__WHAT TO DO__
From the first line to the last, transcribe the data exactly and skip the pictures.

__EXTRACTED ENTRIES__
———

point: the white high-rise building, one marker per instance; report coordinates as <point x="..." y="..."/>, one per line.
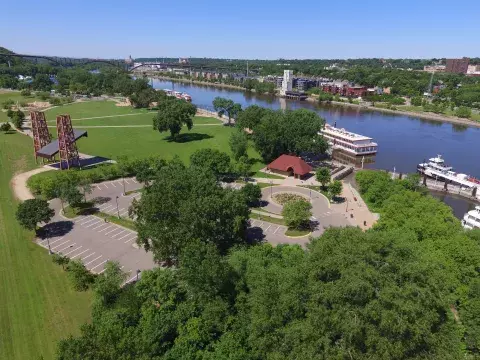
<point x="287" y="81"/>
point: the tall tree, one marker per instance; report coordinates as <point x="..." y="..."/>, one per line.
<point x="172" y="115"/>
<point x="184" y="204"/>
<point x="226" y="107"/>
<point x="322" y="175"/>
<point x="33" y="211"/>
<point x="238" y="144"/>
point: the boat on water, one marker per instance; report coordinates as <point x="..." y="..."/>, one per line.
<point x="179" y="95"/>
<point x="436" y="169"/>
<point x="471" y="220"/>
<point x="350" y="142"/>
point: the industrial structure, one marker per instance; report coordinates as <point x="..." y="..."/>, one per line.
<point x="41" y="135"/>
<point x="65" y="145"/>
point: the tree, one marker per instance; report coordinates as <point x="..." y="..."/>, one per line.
<point x="5" y="127"/>
<point x="244" y="166"/>
<point x="252" y="194"/>
<point x="108" y="285"/>
<point x="297" y="213"/>
<point x="322" y="175"/>
<point x="33" y="211"/>
<point x="251" y="117"/>
<point x="60" y="260"/>
<point x="463" y="112"/>
<point x="86" y="187"/>
<point x="226" y="106"/>
<point x="184" y="204"/>
<point x="80" y="277"/>
<point x="289" y="132"/>
<point x="238" y="144"/>
<point x="335" y="188"/>
<point x="212" y="160"/>
<point x="18" y="119"/>
<point x="172" y="115"/>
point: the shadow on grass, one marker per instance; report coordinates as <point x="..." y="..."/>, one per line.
<point x="188" y="137"/>
<point x="255" y="235"/>
<point x="54" y="229"/>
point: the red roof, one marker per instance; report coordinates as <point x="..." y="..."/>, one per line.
<point x="286" y="162"/>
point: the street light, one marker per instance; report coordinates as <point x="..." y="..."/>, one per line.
<point x="118" y="212"/>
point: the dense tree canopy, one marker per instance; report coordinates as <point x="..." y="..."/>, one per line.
<point x="172" y="115"/>
<point x="186" y="203"/>
<point x="289" y="132"/>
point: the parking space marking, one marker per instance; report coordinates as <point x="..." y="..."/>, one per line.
<point x="108" y="227"/>
<point x="94" y="223"/>
<point x="73" y="251"/>
<point x="111" y="231"/>
<point x="53" y="242"/>
<point x="66" y="247"/>
<point x="124" y="236"/>
<point x="130" y="239"/>
<point x="121" y="232"/>
<point x="99" y="226"/>
<point x="88" y="256"/>
<point x="89" y="220"/>
<point x="60" y="244"/>
<point x="93" y="260"/>
<point x="74" y="256"/>
<point x="99" y="265"/>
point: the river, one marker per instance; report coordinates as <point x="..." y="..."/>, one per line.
<point x="403" y="141"/>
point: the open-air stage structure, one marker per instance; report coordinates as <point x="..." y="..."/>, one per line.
<point x="65" y="145"/>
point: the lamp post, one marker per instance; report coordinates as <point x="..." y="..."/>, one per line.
<point x="118" y="212"/>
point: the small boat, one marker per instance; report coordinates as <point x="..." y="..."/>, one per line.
<point x="471" y="220"/>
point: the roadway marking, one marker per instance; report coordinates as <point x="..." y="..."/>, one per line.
<point x="108" y="227"/>
<point x="88" y="256"/>
<point x="124" y="236"/>
<point x="89" y="220"/>
<point x="93" y="260"/>
<point x="99" y="226"/>
<point x="74" y="256"/>
<point x="73" y="251"/>
<point x="53" y="241"/>
<point x="131" y="239"/>
<point x="121" y="232"/>
<point x="99" y="265"/>
<point x="111" y="231"/>
<point x="66" y="247"/>
<point x="94" y="223"/>
<point x="60" y="244"/>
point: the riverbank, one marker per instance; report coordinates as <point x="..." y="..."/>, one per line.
<point x="196" y="82"/>
<point x="421" y="115"/>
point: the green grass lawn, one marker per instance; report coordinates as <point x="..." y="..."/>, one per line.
<point x="38" y="306"/>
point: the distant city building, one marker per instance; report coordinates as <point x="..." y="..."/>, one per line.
<point x="459" y="66"/>
<point x="434" y="68"/>
<point x="287" y="83"/>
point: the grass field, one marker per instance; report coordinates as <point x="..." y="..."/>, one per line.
<point x="143" y="141"/>
<point x="37" y="303"/>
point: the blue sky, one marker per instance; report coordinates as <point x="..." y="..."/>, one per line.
<point x="243" y="29"/>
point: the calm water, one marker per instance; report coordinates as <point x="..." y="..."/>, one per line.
<point x="403" y="141"/>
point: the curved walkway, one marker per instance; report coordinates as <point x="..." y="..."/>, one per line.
<point x="322" y="213"/>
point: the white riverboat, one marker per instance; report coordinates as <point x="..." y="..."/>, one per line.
<point x="353" y="143"/>
<point x="471" y="220"/>
<point x="436" y="169"/>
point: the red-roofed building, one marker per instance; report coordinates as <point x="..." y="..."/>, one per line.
<point x="290" y="166"/>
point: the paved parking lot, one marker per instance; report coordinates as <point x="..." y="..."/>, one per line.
<point x="94" y="242"/>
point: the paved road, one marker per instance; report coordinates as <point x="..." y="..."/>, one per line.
<point x="322" y="214"/>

———

__YOUR RESPONSE__
point: the white high-rise building, one marker per instance; report coordinates as <point x="..." y="..."/>, one per line.
<point x="287" y="81"/>
point: the tall tree, one marker per instance; report coordinates as <point x="..." y="..."/>, one per line.
<point x="172" y="115"/>
<point x="184" y="204"/>
<point x="226" y="107"/>
<point x="322" y="175"/>
<point x="33" y="211"/>
<point x="238" y="144"/>
point: the boat on water, one marker per instance; report coordinates as <point x="..." y="..."/>, one per line.
<point x="179" y="95"/>
<point x="436" y="169"/>
<point x="471" y="220"/>
<point x="350" y="142"/>
point: the industrial structure, one marker per instance; report coordinates as <point x="..." y="..."/>, one per line.
<point x="41" y="135"/>
<point x="65" y="145"/>
point: the tree, one marker per instance; report coordinates as <point x="..." y="..."/>, one per line.
<point x="5" y="127"/>
<point x="244" y="166"/>
<point x="252" y="194"/>
<point x="108" y="285"/>
<point x="297" y="213"/>
<point x="322" y="175"/>
<point x="33" y="211"/>
<point x="251" y="117"/>
<point x="60" y="260"/>
<point x="463" y="112"/>
<point x="86" y="187"/>
<point x="226" y="106"/>
<point x="184" y="204"/>
<point x="80" y="277"/>
<point x="289" y="132"/>
<point x="238" y="144"/>
<point x="335" y="188"/>
<point x="212" y="160"/>
<point x="18" y="119"/>
<point x="172" y="115"/>
point: the shadow on grass, one marker per instance; report coordinates as <point x="..." y="..."/>, one per line.
<point x="188" y="137"/>
<point x="255" y="235"/>
<point x="54" y="229"/>
point: the red roof, one marker per instance; report coordinates as <point x="..." y="..."/>, one per line.
<point x="286" y="162"/>
point: the street light, one marker per instance; report coordinates as <point x="..." y="..."/>, one per line.
<point x="118" y="212"/>
point: the dense tree canopy, one marker per instance; report coordinates as <point x="..." y="..."/>, one per line.
<point x="172" y="115"/>
<point x="186" y="203"/>
<point x="289" y="132"/>
point: the parking space marking, one marker per instance; report coordinates as <point x="..." y="..."/>, one per line.
<point x="108" y="227"/>
<point x="94" y="223"/>
<point x="73" y="251"/>
<point x="111" y="231"/>
<point x="53" y="242"/>
<point x="66" y="247"/>
<point x="124" y="236"/>
<point x="130" y="239"/>
<point x="121" y="232"/>
<point x="99" y="226"/>
<point x="88" y="256"/>
<point x="89" y="220"/>
<point x="60" y="244"/>
<point x="93" y="260"/>
<point x="74" y="256"/>
<point x="99" y="265"/>
point: the river, one marker per instance; report coordinates as <point x="..." y="..."/>, one per line.
<point x="403" y="141"/>
point: the open-air stage structure, one marker per instance; report coordinates as <point x="..." y="..."/>, one per line.
<point x="65" y="145"/>
point: the lamp post, one marker per instance; report coordinates as <point x="..." y="..."/>, one per line.
<point x="118" y="212"/>
point: the small boat, one marker per instance; report coordinates as <point x="..." y="..."/>, one per line.
<point x="471" y="220"/>
point: the roadway marking, one marker per instance; report coordinates as <point x="..." y="..."/>, one per line.
<point x="108" y="227"/>
<point x="88" y="256"/>
<point x="124" y="236"/>
<point x="89" y="220"/>
<point x="93" y="260"/>
<point x="99" y="226"/>
<point x="74" y="256"/>
<point x="73" y="251"/>
<point x="53" y="241"/>
<point x="131" y="239"/>
<point x="121" y="232"/>
<point x="99" y="265"/>
<point x="111" y="231"/>
<point x="66" y="247"/>
<point x="94" y="223"/>
<point x="60" y="244"/>
point: the riverbank, one marker per instance; report coordinates as <point x="..." y="..."/>, one per line.
<point x="196" y="82"/>
<point x="421" y="115"/>
point: the green grass lawn, one marker per instance; report coordinates as <point x="..." y="..."/>, one per line.
<point x="38" y="306"/>
point: the distant city building, one marker per instance; report coordinates as <point x="..." y="..."/>, one per line.
<point x="459" y="66"/>
<point x="434" y="68"/>
<point x="287" y="83"/>
point: the grass field, one marker per instance; report coordinates as <point x="..." y="..."/>, one per line.
<point x="143" y="141"/>
<point x="37" y="303"/>
point: the blue sky, one marker per instance; report coordinates as <point x="..." y="..."/>, one per line.
<point x="243" y="29"/>
point: the calm water, one marker per instance; report coordinates as <point x="..." y="..."/>, one per line.
<point x="403" y="141"/>
point: the curved walkway, one marker per instance; report coordinates as <point x="..." y="..."/>, one per line.
<point x="322" y="213"/>
point: the white riverboat, one marker per instance; report coordinates as <point x="..." y="..."/>, one per line.
<point x="353" y="143"/>
<point x="471" y="220"/>
<point x="436" y="169"/>
point: the red-roofed building, one marker per instance; report coordinates as <point x="..." y="..."/>, one per line.
<point x="290" y="166"/>
point: the paved parking lot, one marker per instance; report coordinates as <point x="..." y="..."/>, one per line.
<point x="94" y="242"/>
point: the paved road, one marker per instance; report coordinates as <point x="..." y="..."/>, one per line.
<point x="322" y="214"/>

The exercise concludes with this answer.